Records from a dataset:
■ ■ ■ ■ ■ ■ ■

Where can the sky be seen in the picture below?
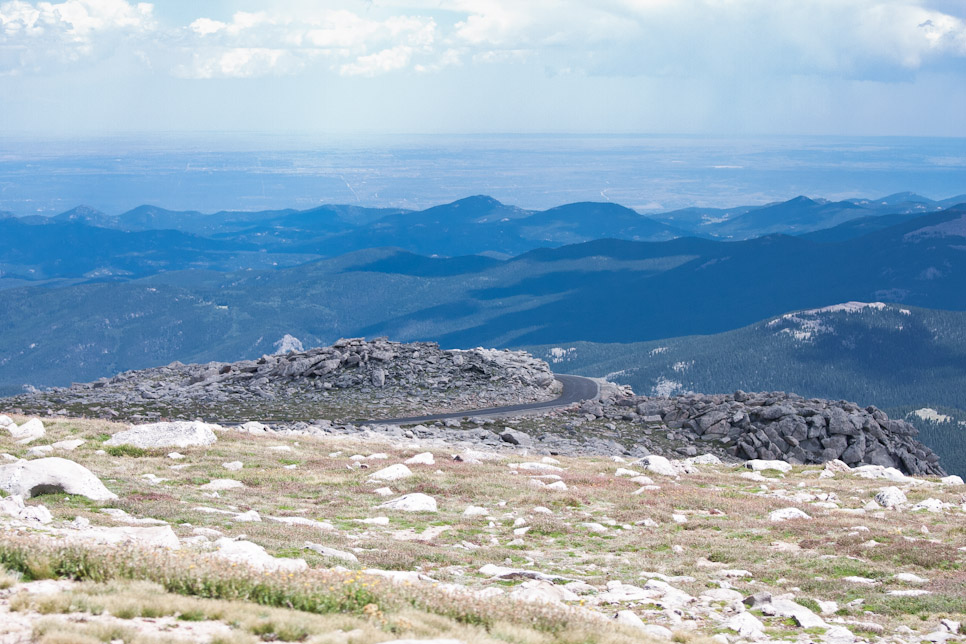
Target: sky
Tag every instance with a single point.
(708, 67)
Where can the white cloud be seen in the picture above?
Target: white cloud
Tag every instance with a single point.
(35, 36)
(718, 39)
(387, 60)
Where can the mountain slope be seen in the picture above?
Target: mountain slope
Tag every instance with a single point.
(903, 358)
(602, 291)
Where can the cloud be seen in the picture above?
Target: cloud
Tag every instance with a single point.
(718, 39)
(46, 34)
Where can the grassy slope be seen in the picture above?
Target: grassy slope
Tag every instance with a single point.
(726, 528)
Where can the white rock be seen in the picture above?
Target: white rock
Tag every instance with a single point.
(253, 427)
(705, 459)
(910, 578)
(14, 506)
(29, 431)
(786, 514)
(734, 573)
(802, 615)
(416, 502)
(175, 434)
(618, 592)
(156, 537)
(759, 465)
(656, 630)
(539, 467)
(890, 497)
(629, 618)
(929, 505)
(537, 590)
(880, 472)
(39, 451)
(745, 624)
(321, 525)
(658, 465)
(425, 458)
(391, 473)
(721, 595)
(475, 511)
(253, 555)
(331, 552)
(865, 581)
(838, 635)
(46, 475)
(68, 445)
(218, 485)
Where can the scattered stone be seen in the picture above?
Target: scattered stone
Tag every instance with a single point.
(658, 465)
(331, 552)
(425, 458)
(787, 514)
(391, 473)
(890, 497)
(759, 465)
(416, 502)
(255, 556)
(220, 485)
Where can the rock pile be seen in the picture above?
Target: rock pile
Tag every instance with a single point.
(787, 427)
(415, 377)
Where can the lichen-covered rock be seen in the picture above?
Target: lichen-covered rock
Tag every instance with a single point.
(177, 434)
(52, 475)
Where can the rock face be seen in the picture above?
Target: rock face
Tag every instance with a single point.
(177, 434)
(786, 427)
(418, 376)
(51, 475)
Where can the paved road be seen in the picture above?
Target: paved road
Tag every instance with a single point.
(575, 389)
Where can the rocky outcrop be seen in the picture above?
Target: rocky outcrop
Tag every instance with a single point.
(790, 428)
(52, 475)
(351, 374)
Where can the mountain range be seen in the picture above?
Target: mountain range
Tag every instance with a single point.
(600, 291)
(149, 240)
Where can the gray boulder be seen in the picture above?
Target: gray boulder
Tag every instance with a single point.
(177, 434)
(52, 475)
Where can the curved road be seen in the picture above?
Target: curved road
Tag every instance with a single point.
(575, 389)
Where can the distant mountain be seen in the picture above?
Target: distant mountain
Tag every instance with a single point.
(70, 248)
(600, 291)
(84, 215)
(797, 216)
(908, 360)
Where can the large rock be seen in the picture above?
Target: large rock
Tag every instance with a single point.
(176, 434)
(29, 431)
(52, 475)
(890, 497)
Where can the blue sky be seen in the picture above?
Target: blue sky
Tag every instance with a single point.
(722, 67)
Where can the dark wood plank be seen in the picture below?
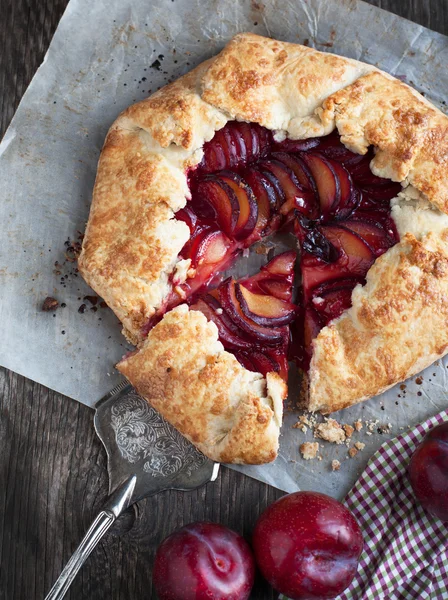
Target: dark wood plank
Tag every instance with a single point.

■ ■ ■ ■ ■ ■ ■

*Task requirements*
For the string "distant", filter the data and copy out each line where it occurs.

*Output for this task*
Where can the distant mountain be seen in the picture above?
Target: distant mountain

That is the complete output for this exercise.